* **AIM OF THE EXERCISE**
Reproduce the records from the line with "Would you be able to point to the black" up to and including the line with "column 306, row 146", swapping "flashlight" for "torch" and keeping everything else the same.
===== DATA FOR THIS TASK
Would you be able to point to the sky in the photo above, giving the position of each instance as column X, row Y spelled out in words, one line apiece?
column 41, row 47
==========
===== DATA FOR THIS TASK
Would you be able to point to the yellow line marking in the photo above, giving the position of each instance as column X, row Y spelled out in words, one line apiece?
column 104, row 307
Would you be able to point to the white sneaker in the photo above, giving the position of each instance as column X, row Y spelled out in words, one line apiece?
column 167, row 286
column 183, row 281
==========
===== DATA FOR THIS TASK
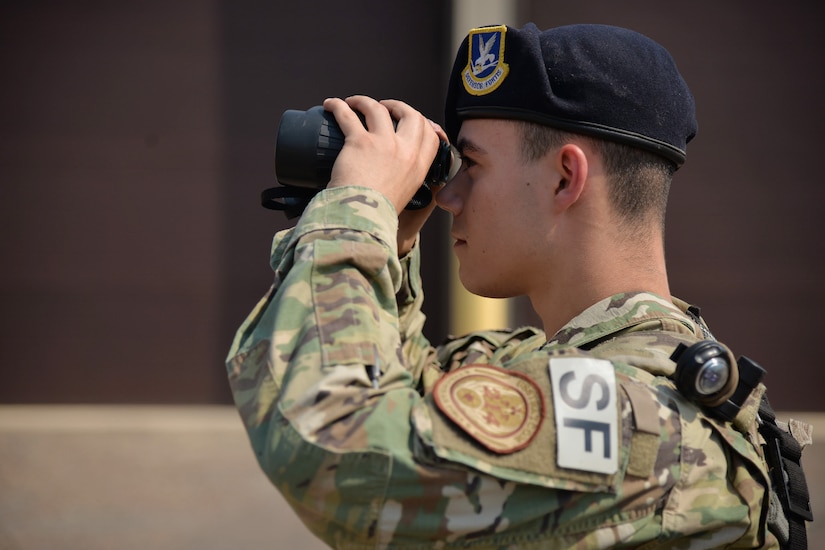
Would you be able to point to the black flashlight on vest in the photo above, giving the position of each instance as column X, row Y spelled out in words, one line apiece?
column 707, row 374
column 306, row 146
==========
* **PROBLEM SOLUTION**
Would you be able to point to the black torch on vest in the photo above, giving the position of each instance as column X, row Y spelled out in words, one line apiece?
column 707, row 374
column 306, row 146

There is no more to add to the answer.